___ Entries shown

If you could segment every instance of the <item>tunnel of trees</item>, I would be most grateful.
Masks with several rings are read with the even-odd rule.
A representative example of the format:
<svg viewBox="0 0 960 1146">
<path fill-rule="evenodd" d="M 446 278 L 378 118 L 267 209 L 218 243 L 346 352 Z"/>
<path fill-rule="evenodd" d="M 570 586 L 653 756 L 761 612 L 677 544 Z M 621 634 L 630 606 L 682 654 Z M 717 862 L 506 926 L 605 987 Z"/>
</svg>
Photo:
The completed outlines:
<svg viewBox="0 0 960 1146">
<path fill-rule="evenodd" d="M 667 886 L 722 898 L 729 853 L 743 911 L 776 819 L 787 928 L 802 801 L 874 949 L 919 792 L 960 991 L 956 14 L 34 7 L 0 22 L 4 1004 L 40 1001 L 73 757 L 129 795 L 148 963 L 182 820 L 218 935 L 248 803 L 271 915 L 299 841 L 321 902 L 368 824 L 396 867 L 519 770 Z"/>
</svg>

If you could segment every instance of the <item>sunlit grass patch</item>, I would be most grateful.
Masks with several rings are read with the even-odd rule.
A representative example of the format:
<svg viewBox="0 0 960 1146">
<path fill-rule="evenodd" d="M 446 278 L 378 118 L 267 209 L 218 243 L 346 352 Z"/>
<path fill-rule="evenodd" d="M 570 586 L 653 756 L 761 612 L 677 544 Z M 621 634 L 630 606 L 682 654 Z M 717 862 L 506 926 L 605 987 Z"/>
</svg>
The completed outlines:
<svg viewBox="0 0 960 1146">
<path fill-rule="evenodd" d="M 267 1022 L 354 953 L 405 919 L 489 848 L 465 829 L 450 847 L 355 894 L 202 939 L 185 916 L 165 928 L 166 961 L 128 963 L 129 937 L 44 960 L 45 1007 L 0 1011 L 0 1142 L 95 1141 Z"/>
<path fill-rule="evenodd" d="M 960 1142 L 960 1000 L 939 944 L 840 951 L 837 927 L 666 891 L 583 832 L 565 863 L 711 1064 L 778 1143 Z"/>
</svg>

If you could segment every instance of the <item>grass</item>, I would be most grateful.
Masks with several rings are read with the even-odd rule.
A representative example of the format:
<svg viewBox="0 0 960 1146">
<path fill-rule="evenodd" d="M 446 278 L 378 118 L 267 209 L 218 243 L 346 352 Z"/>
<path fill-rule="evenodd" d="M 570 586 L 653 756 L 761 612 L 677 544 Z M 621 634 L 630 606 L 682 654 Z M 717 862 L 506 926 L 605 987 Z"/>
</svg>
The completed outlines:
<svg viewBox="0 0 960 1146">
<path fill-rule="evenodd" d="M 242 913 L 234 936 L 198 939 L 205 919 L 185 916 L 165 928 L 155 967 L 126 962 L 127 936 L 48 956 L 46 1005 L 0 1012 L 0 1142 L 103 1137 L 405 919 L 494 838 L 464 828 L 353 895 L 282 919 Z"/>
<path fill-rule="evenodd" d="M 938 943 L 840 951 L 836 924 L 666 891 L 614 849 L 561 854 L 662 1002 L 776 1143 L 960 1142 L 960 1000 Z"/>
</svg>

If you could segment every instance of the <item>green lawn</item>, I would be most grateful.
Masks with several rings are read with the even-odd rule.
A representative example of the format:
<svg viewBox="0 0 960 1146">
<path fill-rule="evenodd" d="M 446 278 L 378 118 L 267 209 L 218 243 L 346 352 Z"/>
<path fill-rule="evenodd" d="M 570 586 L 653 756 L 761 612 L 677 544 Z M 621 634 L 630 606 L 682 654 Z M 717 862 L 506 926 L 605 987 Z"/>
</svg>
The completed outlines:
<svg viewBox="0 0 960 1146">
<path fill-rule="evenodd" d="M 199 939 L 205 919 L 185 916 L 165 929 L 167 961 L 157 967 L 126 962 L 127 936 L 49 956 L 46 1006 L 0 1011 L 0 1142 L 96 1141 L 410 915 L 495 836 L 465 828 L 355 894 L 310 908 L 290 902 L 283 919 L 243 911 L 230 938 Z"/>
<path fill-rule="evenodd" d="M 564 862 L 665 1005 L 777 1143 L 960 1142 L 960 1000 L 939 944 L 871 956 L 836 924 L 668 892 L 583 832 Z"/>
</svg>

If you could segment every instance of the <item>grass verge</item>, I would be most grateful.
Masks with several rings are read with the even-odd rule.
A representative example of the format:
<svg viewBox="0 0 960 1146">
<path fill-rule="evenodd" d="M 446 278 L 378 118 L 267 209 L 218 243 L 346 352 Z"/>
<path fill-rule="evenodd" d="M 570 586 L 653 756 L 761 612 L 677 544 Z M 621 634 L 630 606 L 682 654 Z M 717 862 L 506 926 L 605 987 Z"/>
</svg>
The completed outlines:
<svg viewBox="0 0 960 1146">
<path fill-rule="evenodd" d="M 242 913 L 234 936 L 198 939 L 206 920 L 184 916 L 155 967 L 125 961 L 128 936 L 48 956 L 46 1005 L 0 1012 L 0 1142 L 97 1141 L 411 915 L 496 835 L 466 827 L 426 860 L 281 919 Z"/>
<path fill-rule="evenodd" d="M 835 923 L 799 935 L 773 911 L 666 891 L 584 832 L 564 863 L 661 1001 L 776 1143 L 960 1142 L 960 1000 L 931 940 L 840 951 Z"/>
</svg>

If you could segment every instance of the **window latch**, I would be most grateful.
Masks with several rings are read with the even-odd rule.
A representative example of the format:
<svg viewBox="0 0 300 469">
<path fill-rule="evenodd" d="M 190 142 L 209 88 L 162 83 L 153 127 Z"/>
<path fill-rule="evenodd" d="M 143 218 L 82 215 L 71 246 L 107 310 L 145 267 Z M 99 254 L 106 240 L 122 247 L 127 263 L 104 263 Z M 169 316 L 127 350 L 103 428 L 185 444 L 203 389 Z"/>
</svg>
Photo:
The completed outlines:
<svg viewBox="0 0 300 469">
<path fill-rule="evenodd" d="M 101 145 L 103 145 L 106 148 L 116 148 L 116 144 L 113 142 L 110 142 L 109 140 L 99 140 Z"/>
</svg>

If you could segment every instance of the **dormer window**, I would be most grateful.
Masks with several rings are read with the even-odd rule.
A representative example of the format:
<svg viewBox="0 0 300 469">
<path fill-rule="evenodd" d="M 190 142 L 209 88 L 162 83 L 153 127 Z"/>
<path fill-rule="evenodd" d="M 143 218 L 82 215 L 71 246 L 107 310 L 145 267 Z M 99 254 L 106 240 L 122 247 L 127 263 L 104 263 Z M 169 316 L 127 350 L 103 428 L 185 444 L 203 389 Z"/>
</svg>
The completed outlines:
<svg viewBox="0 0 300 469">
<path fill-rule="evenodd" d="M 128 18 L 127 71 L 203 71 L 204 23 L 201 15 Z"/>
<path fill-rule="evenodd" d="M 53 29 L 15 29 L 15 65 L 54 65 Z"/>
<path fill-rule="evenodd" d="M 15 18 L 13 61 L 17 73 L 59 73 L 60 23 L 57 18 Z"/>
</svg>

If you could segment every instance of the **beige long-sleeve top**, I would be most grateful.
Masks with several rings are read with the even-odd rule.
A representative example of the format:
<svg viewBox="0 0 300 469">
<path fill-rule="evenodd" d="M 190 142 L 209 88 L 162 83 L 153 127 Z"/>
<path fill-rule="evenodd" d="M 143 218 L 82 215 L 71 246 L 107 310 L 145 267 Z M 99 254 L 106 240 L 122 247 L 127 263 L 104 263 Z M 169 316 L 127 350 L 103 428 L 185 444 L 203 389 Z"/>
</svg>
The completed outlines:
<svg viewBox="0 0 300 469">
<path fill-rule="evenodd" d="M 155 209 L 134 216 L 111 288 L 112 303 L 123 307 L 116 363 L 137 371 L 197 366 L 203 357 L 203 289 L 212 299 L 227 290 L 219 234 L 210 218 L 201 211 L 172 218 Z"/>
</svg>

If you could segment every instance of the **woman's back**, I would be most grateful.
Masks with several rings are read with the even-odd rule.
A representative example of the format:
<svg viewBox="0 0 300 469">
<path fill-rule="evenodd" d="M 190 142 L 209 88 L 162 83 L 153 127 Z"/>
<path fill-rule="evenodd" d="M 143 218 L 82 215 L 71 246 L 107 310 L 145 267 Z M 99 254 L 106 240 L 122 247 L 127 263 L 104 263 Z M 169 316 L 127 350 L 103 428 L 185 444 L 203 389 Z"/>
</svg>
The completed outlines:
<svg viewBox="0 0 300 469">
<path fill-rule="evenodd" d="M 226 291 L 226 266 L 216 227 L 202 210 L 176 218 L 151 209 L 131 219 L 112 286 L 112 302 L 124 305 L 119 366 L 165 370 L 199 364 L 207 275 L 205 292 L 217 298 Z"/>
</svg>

______

◆ **Aim of the task**
For the word "item", find every line in the data that holds it and copy that line.

◆ **Task output**
If you could segment every instance of the <item>tunnel of trees</item>, I would be most grateful.
If you could segment every instance of the <item>sunlit grass patch</item>, I would be most grateful.
If you could segment every instance of the <item>grass</item>, I would be most grateful.
If you could segment every instance of the <item>green lawn</item>, I would be most grateful.
If you could segment every instance of the <item>grass verge</item>, I would be most grateful.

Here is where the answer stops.